**EXTRACT**
════
Shelley is a nun who operates a soup kitchen in the Bronx. She moves through the kitchen’s work triangle like nobody’s business, but when it comes to connecting with the Holy Trinity through prayer, well, her connection with Christ just isn’t flowing in the easy back-and-forth way it used to. You know when you’re using your microwave timer as a meditation tool, something’s spiritually off. Shelley, played by Wellesley’s own Melinda Lopez (she’s a Theater Studies lecturer at Wellesley College) with emotional distance and a battered spirit, is finding that prayers can’t be zapped into existence, and the microwave can’t do a thing to heat up religious fervor gone cold in this powerful play running at SpeakEasy Stage on Tremont St. in Boston through April 1.
In playwright Heidi Schreck’s 2014 work, the two-time Obie award-winner brings together four characters into Scenic Designer Jenna McFarland Lord’s controlled chaos of a cluttered but clean kitchen set that shows the wear and tear of hard, daily use. The worn linoleum, battered and stainless steel stove, sinks, and refrigerator, and mismatched chairs are all pressed into constant service for the benefit of the soup kitchen’s clients. These are men who also experience hard, daily use and who count on the kitchen’s volunteers to fuel them up for the next few hours of more of the same. Schreck’s dialogue flows easily between the play’s four characters and allows each actor to bring depth to their roles by going easy on the script directions.
“The main thing,” Shelley tells new volunteer Emma, a teenage college drop out currently at loose ends, “just have boundaries. Don’t give them money.” About those boundaries…
Emma is a new volunteer as well as a predator, guilt-tripper, and master manipulator. Played expressively by Ally Dawson with eyes that convey mischief, and slyness, and oh shit, she brings the stardust and sparkle of a young girl to the role, as well as the nuance and complications that bubble just below the surface of any 19-year old. Emma is a good worker who stands ready to peel as many potatoes as are needed, Emma waxes eloquent on the packaging of Sephora cosmetics, Emma flirts a bit, and Emma brings trouble into the soup kitchen. Big time.
In a bit of genius directing, Bridget Kathleen O’Leary makes sure the audience will go home wondering at its own reactions to Emma’s many betrayals, especially those toward the sleeping Oscar. Played by Alejandro Simoes with an easy-breezy air, Oscar is the kitchen’s uncomplicated security guard and general go-to guy, in love with his steady girl, and pretty damn clear on what’s right and what’s wrong. I left the theater wondering why I was so ready to let Emma off the hook for one of her unholy trinity of sins — sexually assaulting Oscar as he slept.
Apparently, my reasoning went along the lines that I guessed it was ok because he did end up enjoying it, after all. Besides, he took responsibility for his role in his own assault, so there’s that. Why was I so ready to ignore the fact that Oscar was approached, without his consent, while asleep? If only he had uttered the word no, I found myself thinking. It seems I was lulled into complicity by the gentleness of the assault, as well as the intensely pleasurable feelings it obviously brought Oscar. That he experienced pleasure while in his sleepy, dreamy haze, seemed to make all the difference to me. Then, with nothing more than a pretty pout, Emma had him taking full responsibility for his part in “what happened.” Seriously? He has to take full responsibility for his own vulnerability? Oscar later reveals that he and his girlfriend are suddenly fighting all the time, and he doesn’t know why. Such complications tend to crop up, post-trauma.
════
**GIVEN INFORMATION**
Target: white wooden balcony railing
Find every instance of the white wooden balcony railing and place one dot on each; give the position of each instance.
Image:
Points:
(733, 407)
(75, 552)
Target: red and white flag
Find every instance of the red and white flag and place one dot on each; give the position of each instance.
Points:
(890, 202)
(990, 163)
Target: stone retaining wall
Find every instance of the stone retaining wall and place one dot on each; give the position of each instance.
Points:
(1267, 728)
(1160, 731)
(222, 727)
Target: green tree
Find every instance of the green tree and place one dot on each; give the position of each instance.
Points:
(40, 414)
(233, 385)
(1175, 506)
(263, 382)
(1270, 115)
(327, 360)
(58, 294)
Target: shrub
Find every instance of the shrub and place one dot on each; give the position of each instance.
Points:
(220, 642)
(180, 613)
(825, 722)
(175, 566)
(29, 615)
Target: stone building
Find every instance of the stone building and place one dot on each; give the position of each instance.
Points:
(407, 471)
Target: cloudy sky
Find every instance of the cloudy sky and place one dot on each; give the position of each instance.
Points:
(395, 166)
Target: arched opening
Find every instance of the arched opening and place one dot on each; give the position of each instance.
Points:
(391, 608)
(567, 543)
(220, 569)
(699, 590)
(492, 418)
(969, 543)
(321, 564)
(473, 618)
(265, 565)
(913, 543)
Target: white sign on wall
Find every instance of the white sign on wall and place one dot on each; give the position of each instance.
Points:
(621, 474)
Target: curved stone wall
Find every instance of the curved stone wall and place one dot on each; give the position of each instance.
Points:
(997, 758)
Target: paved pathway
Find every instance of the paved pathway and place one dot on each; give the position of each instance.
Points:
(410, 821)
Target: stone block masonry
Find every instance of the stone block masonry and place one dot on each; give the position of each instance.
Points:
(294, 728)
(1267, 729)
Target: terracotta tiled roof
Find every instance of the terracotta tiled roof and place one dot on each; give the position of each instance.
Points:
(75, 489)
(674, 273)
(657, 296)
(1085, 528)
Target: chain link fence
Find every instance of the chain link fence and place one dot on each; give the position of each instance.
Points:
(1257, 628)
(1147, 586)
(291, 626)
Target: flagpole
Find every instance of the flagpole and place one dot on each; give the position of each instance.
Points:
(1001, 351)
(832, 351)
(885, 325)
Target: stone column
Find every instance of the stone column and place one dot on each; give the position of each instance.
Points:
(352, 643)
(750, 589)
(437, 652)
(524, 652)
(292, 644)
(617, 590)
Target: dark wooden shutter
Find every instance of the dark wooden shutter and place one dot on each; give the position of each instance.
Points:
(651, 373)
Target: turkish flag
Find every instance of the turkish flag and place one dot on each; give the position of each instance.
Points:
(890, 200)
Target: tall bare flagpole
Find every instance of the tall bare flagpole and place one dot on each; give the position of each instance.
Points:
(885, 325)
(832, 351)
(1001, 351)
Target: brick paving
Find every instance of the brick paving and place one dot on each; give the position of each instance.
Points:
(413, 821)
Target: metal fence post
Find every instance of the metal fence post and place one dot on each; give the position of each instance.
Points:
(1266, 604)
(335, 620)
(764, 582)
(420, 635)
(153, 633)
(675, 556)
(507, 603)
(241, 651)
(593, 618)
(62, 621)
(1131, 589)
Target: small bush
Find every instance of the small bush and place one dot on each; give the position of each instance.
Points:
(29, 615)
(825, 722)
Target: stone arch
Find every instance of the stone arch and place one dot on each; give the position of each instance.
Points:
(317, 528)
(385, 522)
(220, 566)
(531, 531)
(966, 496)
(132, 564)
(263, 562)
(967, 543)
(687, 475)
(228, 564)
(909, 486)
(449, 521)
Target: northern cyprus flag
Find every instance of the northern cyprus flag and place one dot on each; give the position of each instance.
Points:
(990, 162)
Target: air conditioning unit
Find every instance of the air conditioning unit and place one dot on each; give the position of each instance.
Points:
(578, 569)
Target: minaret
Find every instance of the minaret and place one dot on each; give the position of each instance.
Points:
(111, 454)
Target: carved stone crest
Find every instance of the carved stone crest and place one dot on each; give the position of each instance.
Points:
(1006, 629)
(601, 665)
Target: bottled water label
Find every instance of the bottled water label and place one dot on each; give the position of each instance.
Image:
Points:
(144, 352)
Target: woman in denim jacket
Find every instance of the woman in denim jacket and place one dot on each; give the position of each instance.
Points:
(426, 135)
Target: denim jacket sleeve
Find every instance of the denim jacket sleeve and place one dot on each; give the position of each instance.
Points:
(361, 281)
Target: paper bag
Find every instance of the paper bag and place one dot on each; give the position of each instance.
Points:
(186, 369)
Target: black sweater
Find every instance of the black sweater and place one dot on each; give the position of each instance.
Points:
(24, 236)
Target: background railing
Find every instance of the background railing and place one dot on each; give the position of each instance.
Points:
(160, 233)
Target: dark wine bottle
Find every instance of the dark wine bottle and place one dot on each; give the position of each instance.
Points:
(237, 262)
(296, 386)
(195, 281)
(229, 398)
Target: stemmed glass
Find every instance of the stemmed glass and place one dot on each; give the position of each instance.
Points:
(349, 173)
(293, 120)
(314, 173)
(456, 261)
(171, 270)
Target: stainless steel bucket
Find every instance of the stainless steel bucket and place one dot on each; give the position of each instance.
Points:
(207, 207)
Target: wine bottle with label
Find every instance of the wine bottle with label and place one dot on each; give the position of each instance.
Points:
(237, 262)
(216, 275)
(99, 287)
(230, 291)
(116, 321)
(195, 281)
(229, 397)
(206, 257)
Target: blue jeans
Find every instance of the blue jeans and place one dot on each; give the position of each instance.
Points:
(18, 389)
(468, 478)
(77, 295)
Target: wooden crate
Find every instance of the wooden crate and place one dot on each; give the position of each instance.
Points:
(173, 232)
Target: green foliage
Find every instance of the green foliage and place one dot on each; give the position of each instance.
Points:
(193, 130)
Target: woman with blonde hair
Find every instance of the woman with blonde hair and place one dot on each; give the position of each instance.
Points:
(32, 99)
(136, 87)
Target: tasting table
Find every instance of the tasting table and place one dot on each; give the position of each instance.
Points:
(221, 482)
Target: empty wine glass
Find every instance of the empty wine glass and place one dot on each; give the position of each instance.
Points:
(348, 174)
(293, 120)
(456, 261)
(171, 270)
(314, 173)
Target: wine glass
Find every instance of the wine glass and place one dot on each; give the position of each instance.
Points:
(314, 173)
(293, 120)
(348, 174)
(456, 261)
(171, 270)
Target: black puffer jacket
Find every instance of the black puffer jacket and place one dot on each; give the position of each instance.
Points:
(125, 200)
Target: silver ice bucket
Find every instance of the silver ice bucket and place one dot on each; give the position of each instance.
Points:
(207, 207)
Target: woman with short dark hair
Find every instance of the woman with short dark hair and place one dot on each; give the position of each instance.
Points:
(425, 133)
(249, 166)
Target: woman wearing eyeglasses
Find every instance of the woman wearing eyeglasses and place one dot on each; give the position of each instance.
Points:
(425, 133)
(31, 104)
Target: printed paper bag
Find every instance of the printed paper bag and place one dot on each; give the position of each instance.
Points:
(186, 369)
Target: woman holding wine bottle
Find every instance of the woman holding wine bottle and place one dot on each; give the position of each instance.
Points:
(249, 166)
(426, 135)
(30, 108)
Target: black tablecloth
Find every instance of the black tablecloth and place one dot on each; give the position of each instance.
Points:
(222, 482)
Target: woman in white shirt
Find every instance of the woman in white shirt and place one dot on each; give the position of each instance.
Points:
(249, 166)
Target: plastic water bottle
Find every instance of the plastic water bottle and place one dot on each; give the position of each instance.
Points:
════
**WORK TASK 1**
Answer these questions from the review of the soup-kitchen play:
(a) At which theater, and through what date, is the play running?
(b) Which actor plays Emma?
(c) What job does Oscar hold at the soup kitchen?
**WORK TASK 2**
Write the next part of the review of the soup-kitchen play, picking up after its final sentence.

**YOUR RESPONSE 1**
(a) SpeakEasy Stage on Tremont St. in Boston, through April 1.
(b) Ally Dawson.
(c) He is the kitchen's security guard and general go-to guy.

**YOUR RESPONSE 2**
When in my mind I turned the assault the other way, gender-wise, I know I would have applauded as Oscar was led away in handcuffs, protesting that she had enjoyed it for Christ’s sake. So for pointing out that I’m not as far along on my thinking about sexual consent and what it really means, thanks a lot for that, Director O’Leary. I’m not sure I gave consent to that bit of attitude prodding.
Thanks to Frog, one of the kitchen’s clients — played by Thomas Derrah with jolly buffoonery while the he’s on his meds, and with terrifying confusion when he’s not — for the comic relief, as he segued out of the intensity by reminiscing about past drug trips: “I had eaten many mushrooms — purple heads.”
Sound Designer Lee Schuna also offered us a laugh with the Bon Jovi “Living on a Prayer” ringtone on Shelley’s phone, but not everyone caught the reference or even that a gag just passed them by. The volume on the ringtone may have been too low, or the snippet of song may have been too short, or the audience may have grasped too late that it was part of the performance, not a rude fellow theater-goer’s phone. Whatever it was, the attempt didn’t quite mesh seamlessly with the play.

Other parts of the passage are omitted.